Excerpt from a dataset:
>> Begin

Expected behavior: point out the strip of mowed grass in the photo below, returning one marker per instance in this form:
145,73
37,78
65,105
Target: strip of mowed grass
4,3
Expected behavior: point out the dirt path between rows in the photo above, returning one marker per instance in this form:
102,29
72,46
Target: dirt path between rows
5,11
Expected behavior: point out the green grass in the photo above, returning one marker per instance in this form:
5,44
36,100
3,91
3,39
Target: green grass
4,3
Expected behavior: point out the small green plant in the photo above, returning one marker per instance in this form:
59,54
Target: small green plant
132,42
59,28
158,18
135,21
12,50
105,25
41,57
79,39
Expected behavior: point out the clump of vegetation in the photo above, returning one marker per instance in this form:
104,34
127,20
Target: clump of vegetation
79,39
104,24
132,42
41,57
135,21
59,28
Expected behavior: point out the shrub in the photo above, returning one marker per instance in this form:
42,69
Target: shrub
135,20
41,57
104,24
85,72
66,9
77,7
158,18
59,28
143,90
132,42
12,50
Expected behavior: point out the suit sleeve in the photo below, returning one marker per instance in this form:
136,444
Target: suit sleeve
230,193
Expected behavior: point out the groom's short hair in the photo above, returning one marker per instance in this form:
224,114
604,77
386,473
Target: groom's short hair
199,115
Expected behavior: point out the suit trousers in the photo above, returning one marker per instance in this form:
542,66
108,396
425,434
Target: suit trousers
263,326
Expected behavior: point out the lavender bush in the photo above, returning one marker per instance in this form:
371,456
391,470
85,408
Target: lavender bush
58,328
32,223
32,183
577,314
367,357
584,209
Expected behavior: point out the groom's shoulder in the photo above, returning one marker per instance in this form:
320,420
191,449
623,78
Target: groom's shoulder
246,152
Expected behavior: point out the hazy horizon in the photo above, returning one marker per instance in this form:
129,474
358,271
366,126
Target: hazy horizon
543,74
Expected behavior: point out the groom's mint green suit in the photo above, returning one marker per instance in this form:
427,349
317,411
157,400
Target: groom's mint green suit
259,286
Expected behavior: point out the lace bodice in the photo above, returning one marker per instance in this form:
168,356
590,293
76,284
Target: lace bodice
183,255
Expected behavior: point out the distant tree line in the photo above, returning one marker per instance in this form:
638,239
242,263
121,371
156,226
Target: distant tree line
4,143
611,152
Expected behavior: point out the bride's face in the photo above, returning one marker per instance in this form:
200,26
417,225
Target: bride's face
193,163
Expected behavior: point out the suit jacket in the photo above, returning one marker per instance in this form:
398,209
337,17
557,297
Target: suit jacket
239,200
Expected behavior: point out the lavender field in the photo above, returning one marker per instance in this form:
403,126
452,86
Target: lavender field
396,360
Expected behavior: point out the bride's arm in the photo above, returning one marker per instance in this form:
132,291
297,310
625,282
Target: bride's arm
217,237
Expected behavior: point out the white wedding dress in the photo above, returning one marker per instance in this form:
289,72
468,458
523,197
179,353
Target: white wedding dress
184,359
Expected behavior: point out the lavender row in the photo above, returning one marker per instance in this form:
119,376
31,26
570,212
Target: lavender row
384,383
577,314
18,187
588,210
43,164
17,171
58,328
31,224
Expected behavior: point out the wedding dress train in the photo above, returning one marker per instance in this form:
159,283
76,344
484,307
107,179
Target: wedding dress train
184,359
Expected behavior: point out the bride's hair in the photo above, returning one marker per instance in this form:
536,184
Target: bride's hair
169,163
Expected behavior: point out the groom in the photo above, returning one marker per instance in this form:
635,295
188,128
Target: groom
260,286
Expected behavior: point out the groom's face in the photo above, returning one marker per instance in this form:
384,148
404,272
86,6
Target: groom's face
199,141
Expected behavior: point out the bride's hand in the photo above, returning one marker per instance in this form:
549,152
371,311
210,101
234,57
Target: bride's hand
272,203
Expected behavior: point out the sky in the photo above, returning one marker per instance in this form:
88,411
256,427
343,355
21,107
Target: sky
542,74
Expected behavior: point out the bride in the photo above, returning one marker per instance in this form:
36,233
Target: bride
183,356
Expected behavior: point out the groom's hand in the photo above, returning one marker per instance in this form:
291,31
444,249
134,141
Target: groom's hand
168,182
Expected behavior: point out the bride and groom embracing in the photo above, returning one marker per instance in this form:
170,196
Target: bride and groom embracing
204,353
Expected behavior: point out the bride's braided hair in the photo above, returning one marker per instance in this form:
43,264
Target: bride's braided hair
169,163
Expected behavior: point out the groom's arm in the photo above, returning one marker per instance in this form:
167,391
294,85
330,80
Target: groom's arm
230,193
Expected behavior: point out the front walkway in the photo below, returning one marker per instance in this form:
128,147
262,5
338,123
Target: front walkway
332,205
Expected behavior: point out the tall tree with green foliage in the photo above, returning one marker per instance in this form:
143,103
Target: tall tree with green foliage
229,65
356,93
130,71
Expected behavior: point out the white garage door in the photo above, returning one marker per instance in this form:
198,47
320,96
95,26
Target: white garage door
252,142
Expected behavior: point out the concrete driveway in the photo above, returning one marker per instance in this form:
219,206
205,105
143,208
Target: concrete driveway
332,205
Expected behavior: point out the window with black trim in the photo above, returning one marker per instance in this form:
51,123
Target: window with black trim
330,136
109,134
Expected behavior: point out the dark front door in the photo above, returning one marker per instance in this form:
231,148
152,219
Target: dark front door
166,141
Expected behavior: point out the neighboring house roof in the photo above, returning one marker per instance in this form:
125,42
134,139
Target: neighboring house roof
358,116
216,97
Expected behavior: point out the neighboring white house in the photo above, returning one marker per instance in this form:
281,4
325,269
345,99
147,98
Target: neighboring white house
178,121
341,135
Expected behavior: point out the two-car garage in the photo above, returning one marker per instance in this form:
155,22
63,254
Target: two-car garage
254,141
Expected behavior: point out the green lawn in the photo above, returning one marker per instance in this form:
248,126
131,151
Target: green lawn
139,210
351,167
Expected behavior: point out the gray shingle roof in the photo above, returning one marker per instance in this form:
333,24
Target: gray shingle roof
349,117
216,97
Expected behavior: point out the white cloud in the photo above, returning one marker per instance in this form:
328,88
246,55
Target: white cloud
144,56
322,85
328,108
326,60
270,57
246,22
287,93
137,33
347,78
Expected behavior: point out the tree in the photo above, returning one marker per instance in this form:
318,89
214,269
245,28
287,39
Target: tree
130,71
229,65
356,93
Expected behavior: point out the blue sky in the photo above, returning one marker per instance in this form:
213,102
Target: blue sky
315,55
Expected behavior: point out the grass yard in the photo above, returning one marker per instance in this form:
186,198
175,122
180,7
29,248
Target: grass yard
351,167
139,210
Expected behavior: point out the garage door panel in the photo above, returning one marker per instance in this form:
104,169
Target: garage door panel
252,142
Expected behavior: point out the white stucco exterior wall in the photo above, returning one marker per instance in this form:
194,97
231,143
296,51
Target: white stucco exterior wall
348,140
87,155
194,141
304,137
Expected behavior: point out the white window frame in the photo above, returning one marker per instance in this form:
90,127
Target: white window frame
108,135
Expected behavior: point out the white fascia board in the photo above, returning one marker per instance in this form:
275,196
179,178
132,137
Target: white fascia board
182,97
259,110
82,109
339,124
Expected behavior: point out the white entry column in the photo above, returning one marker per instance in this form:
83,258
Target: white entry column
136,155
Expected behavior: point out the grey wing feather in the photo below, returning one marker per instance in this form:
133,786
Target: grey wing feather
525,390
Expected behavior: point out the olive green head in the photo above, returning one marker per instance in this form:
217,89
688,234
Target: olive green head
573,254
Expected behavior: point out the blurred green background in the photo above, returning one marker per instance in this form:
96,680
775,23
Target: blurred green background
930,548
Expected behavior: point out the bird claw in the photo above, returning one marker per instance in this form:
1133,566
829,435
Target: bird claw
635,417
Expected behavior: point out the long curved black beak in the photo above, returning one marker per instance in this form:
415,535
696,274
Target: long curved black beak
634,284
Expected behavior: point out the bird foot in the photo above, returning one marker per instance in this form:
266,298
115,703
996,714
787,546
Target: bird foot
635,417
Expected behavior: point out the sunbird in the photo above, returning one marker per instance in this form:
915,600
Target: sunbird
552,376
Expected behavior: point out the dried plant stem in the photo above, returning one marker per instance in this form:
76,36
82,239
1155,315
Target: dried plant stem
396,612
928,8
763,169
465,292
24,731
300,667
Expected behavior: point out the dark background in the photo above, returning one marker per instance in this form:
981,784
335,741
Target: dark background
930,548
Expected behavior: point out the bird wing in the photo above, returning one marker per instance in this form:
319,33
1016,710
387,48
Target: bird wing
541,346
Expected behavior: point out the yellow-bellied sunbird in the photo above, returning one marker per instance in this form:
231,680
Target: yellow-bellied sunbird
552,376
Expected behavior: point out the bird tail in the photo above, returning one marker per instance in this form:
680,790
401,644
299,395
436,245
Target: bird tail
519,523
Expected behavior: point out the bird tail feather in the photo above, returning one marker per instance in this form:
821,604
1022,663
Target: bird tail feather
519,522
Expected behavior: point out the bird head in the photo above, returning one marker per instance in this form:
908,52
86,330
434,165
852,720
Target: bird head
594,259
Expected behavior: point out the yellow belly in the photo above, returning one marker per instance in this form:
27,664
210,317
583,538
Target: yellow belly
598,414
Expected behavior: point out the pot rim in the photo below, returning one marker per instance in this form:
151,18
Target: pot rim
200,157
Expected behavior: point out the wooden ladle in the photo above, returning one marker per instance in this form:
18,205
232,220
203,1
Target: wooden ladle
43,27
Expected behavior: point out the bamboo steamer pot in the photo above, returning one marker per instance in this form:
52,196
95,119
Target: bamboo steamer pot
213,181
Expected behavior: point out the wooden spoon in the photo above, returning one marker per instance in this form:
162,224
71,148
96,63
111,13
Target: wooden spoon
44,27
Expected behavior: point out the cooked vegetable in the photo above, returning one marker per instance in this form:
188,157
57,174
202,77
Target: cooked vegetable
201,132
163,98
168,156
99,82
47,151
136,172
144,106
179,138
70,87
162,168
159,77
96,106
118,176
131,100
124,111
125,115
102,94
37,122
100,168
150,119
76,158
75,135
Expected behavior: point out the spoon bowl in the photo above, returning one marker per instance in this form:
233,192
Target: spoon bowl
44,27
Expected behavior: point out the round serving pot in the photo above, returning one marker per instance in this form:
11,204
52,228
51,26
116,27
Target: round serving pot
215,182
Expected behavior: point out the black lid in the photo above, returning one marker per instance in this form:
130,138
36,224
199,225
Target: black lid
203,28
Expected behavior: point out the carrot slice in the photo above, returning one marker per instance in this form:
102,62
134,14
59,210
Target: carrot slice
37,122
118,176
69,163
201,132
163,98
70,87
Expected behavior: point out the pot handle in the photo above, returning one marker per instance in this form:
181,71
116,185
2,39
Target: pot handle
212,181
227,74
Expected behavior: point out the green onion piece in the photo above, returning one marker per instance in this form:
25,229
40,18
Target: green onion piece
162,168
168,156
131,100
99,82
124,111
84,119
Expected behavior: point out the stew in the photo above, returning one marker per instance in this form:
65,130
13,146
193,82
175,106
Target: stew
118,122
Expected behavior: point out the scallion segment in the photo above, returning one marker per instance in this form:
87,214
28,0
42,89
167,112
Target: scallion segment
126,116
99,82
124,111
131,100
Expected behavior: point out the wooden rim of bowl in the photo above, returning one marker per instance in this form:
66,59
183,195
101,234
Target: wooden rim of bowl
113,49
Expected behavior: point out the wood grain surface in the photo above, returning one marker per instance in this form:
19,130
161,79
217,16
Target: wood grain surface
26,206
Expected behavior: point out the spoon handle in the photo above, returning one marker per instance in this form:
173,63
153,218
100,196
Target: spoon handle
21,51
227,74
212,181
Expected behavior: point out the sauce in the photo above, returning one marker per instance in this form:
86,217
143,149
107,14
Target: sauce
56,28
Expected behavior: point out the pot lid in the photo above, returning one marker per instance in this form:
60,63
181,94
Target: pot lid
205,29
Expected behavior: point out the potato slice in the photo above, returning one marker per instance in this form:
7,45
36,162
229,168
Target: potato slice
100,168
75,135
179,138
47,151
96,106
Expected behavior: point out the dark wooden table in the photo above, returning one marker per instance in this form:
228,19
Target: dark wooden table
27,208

>> End

Work required: Print again the material above, limited to the lines from the one holding "Expected behavior: point out the pot handle" through the last, inclusive.

Answer to this problem:
Expected behavior: point out the pot handle in the photo above, returning one marker per instance in this form:
181,71
116,185
2,39
Target: pot handle
212,181
227,74
Expected behavior: point out the green onion piece in the photo above, returning one marker per instance in this form:
25,229
40,18
Target: green onion piece
162,168
168,156
131,100
99,82
124,111
84,119
Expected behavior: point out the stew in the photo above, returning one marker per instance in this form:
65,130
13,146
193,82
175,106
Target: stew
118,122
Expected behavior: point out the scallion segment in the photo above, returning one marker per instance in this form:
87,214
28,0
42,89
167,112
Target: scallion segment
126,116
99,82
124,111
131,100
Expected behavior: point out the wooden rim of bowl in the photo above, returning one marker per instance in this form:
66,59
183,195
101,234
Target: wooden rim of bowl
113,49
Expected behavior: point out the wood grain surface in the photo above, returning one marker per instance in this form:
19,130
161,79
217,16
Target: wood grain surface
26,206
Expected behavior: point out the spoon handle in the photo above, returning one marker per instance in this form:
173,63
153,218
100,196
Target: spoon handle
21,51
227,74
212,181
Expected behavior: point out the sauce in the photo above, returning one marker per instance in this form:
86,217
143,149
107,14
Target: sauce
56,28
Expected behavior: point out the pot lid in the photo above, returning one marker per instance in this form:
60,63
181,94
Target: pot lid
205,29
Expected behavior: point out the potato slice in the photo above, returning one marker per instance in this form:
7,45
36,162
229,168
Target: potato slice
100,168
75,135
179,138
47,151
96,106
Expected behavior: point out the dark wooden table in the photo above, returning one marker per instance in this form:
228,19
Target: dark wooden table
27,208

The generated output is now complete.